Text for analysis section start

Let's start with an example:

Example

I would like to know what alternative for euclidean distance could be use to distinguish if orange or blue plot is "closer" to red one. In which situations I should apply euclidean distance and when Bayesian approach can be used ?

  • I posted a proposal for a notion of distance between two curves (specifically, two probability distributions). I don't fully understand what you mean by the Euclidean distance (which only makes sense in finite-dimensional space) or what Bayesian statistics have to do with distances between curves - maybe you could elaborate? – Stephan Kolassa Feb 8 '17 at 12:12
  • I analyze the expression of genes from specific group. We are looking for a homolog of our specific gene and we know that expression pattern across time (after specific induction) has to be similar to our gene. So, we plot an expression pattern of the gene of interest and we take a group of possible candidates, plot them and calculate a euc distance between our gene of interest and candidates. We take the one which has the smallest distance. I am quite sure that's not a best method... – Rechlay Feb 8 '17 at 12:26
  • You could look into correspondence analysis – kjetil b halvorsen Feb 28 '17 at 11:41
  • 3
    This seems to be as much a question of biology as a question of statistics. The question is: what measure of similarity do we expect gene homology to maximize. For example, for all I know we might expect that the shape will be similar, but the overall amount of expression could differ a lot between trials/organisms/genes/whatever. So you tell me: what type of similarity do you expect the biological mechanism to produce? Whatever your answer is, measure that! – Jacob Socolar Mar 2 '17 at 6:57
up vote 1 down vote accepted

If you look for same shapes (meaning you don't care about shifting or amplitude scaling) then you can preform Pearson correlation and take the maximum of the shifts. Eventualy it comes down to this:

$ similiarity = max_{\tau} |\frac{\int_{-\infty}^{\infty}x(t)y(t+\tau) dt}{||x||\cdot||y||}| $

I don't really understand what you meant in your comment since my biology knowledge is bad, but it sounds like you want the shape (but again, as said above, you should ask yourself what is "similiar")

Text for analysis section end
Data for review section start

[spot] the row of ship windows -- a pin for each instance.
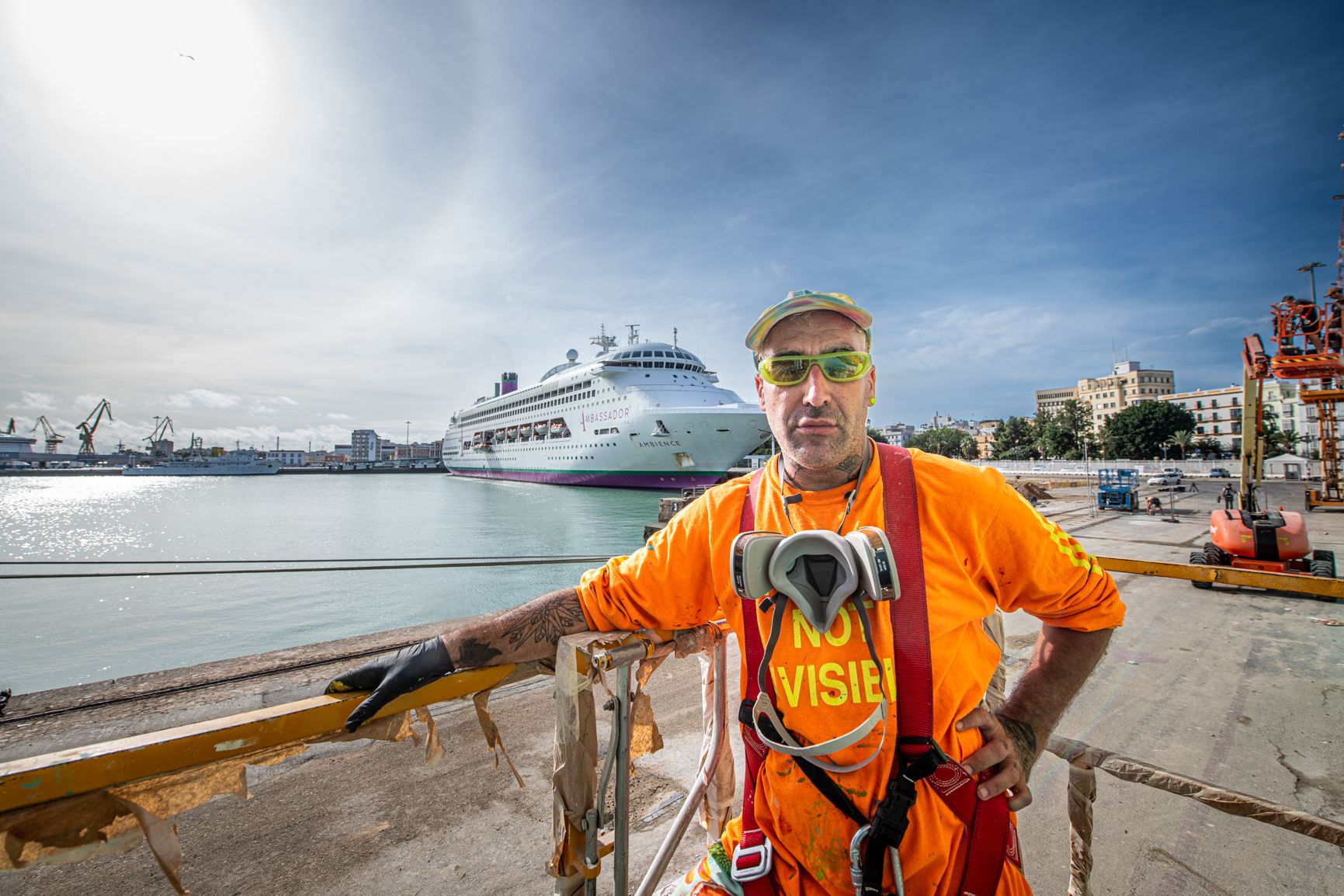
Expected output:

Data for review section end
Data for review section start

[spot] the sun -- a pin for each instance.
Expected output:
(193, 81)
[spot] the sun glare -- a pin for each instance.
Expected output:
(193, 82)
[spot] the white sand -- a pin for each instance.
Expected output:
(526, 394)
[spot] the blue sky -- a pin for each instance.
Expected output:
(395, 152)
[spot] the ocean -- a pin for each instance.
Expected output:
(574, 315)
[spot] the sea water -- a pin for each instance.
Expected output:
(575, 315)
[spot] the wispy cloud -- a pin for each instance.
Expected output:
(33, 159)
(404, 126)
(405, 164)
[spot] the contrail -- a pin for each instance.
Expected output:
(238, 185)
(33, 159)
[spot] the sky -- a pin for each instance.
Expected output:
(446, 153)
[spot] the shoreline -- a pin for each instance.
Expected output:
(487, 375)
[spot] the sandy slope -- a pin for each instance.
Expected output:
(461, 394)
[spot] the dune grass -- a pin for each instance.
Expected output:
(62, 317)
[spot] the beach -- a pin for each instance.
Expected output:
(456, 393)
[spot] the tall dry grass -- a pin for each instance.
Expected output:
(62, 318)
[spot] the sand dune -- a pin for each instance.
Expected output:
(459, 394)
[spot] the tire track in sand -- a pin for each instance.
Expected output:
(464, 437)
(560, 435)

Data for review section end

## Work task 1
Answer these about the forum thread on comparing curves above:
(a) In Rechlay's comment, which candidate gene is chosen after the Euclidean distances are calculated?
(b) What does kjetil b halvorsen suggest looking into?
(c) What kind of correlation does the accepted answer propose for finding the same shapes?
## Work task 2
Continue the forum thread on comparing curves, starting after its last sentence.

## Written answer 1
(a) The candidate with the smallest distance to the gene of interest.
(b) Correspondence analysis.
(c) Pearson correlation, taking the maximum over the shifts.

## Written answer 2
If your curves are in fact probability densities (i.e., integrate to 1), or can meaningfully be scaled to be so, you could look at the Earth mover distance, AKA the Wasserstein metric. We have a couple of posts on this. In R, you can take a look at the emdist package.

  • The data is normalized to 1. Explanation of the approach you can find in other comment. – Rechlay Feb 8 '17 at 12:27

Well, you could try out the Minkowski distance (which can be interpreted as the generalisation of the euclid distance). It is defined as: $$ \textrm{Minkowski}(X, Y, \lambda)= \left(\sum_{i=1}^n |x_i-y_i|^\lambda\right)^{\frac{1}{\lambda}} $$

Try to vary $\lambda \in \mathbb{R}^{+}$, but pay attention that $\lambda < 1$ violates the triangle inequality and thus, the resulting function is not a true distance function anymore.

From my own experience, I've observed in many situations a peak in $\lambda =1$ which, when plugged into to above formula, results in the Manhatten distance.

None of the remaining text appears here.